WRITTEN EXERCISE A:
In the blog entries below, the sentence introducing the Achilles Heel names several heroes and each one's tragic flaw. List each hero mentioned there together with the flaw it gives.
━━━━━ PROVIDED PASSAGE
Friday, 25 January 2008

Spot the pun

THE CAT KIN has made the shortlist for the Bolton Children’s Book Award. There, I’ve said it! It’s quite a dizzying prospect, especially considering that for a long time I had resigned myself to the fact that the book would never be published. I have to confess I didn’t know much about the Award before (I didn’t know anything at all about it); but looking at a list of past winners, and at the current shortlist, I’m impressed and overwhelmed. I’ve actually heard of every single other shortlisted book, which is remarkable in itself for me (I don’t follow the industry as closely as perhaps I should).

I don’t want to think too much about the award itself; I would rather be happy with the nomination alone. This is of course me trying to repress my violently competitive streak. But the fact is, books aren’t a competition. What does it matter to say that His Dark Materials is better than Harry Potter? Read both. We have time. A quick young reader could read the entire Bolton shortlist in a fortnight or less. But awards are undeniably great for raising books’ profiles, so they are definitely a Good Thing.

I will be sure to enjoy the award event itself – I can never say no to a free meal and hotel accommodation. More to the point, Bolton is ‘up north’ and isn’t too far from Preston, where my Mum lives and where I used to spend most of my school holidays (not as grim as it sounds… Preston is nice!). So I’ll definitely be glad to ride the train back to that part of the country, which I think of as a second (third? fourth?) home.

So that’s my news at the moment. I doubt there will be anything of interest to report on this subject till June, other than my increasingly frayed nerves. It only remains to be said: Faber and Faber, are you STILL resolved not to publish the sequel to THE CAT KIN?

Tuesday, 22 January 2008

Time wounds all heels

I’m toying with a new theory about heroes. It’s really more from the Eng. Lit. student side of me than the writer side, but I reckon there’s something in it. I set to wondering about the Achilles Heel. The tragic flaw of the hero that either brings about their downfall or makes life very difficult for them. With Superman it’s kryptonite; with Scarlett O’Hara it’s her futile love for Ashley Wilkes; with Achilles it’s his heel. (Or is it? More on that soon).

My theory, or proto-theory, is that the hero’s apparent main weakness is actually the source of all their strength. Rather than the thing that hinders them, it is actually what drives them to do what they do. Without their flaw, in other words, they might survive, but they wouldn’t be heroes.

Let’s start really highbrow: Superman. His weakness is kryptonite. No it isn’t. It’s not a specific enough weakness; I’m vulnerable to knives and large planks of wood, but they don’t qualify as my Achilles heel. No, Superman’s big weakness (as General Zod points out in Superman 2) is that he cares. He cares about humans. So he can be manipulated by anyone who doesn’t care, and who would kill or hurt them to get at Superman. Kal-El’s weakness is precisely what makes him Superman as opposed to just a very strong man who can fly.
━━━━━━━━━━
━━━━━ DATA LINES
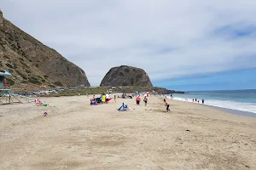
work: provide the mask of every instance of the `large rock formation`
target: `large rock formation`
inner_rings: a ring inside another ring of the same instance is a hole
[[[84,71],[5,20],[0,11],[0,68],[13,88],[90,86]]]
[[[152,87],[152,83],[143,69],[121,65],[111,68],[102,81],[101,86]]]

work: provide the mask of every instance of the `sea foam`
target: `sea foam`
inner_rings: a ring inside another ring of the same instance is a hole
[[[167,98],[171,99],[170,96],[168,96]],[[179,97],[174,97],[173,99],[193,103],[193,99],[189,99],[189,98],[187,98],[188,100],[186,100],[184,98],[179,98]],[[198,105],[198,103],[195,102],[195,104]],[[200,104],[201,105],[201,100],[200,100]],[[248,111],[256,114],[255,103],[243,103],[243,102],[235,102],[235,101],[229,101],[229,100],[224,101],[224,100],[208,99],[208,100],[205,100],[205,105],[222,107],[226,109],[237,110],[241,111]]]

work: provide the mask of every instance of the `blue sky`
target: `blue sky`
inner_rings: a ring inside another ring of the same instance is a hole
━━━━━━━━━━
WRITTEN EXERCISE B:
Retype every line of the listing above without any change, leaving out the picture.

EXERCISE ANSWER A:
- Superman: kryptonite
- Scarlett O'Hara: her futile love for Ashley Wilkes
- Achilles: his heel

EXERCISE ANSWER B:
work: provide the mask of every instance of the `large rock formation`
target: `large rock formation`
inner_rings: a ring inside another ring of the same instance is a hole
[[[84,71],[5,20],[0,11],[0,68],[13,88],[90,86]]]
[[[152,87],[152,83],[143,69],[121,65],[111,68],[102,81],[101,86]]]

work: provide the mask of every instance of the `sea foam`
target: `sea foam`
inner_rings: a ring inside another ring of the same instance is a hole
[[[167,98],[171,99],[170,96],[168,96]],[[179,97],[174,97],[173,99],[193,103],[193,99],[189,99],[189,98],[187,98],[188,100],[186,100],[184,98],[179,98]],[[198,105],[198,103],[195,102],[195,104]],[[200,104],[201,105],[201,100],[200,100]],[[248,111],[256,114],[255,103],[243,103],[243,102],[235,102],[235,101],[229,101],[229,100],[224,101],[224,100],[208,99],[208,100],[205,100],[205,105],[222,107],[226,109],[237,110],[241,111]]]

work: provide the mask of every instance of the `blue sky`
target: `blue sky`
inner_rings: a ring inside another ring of the same instance is a hole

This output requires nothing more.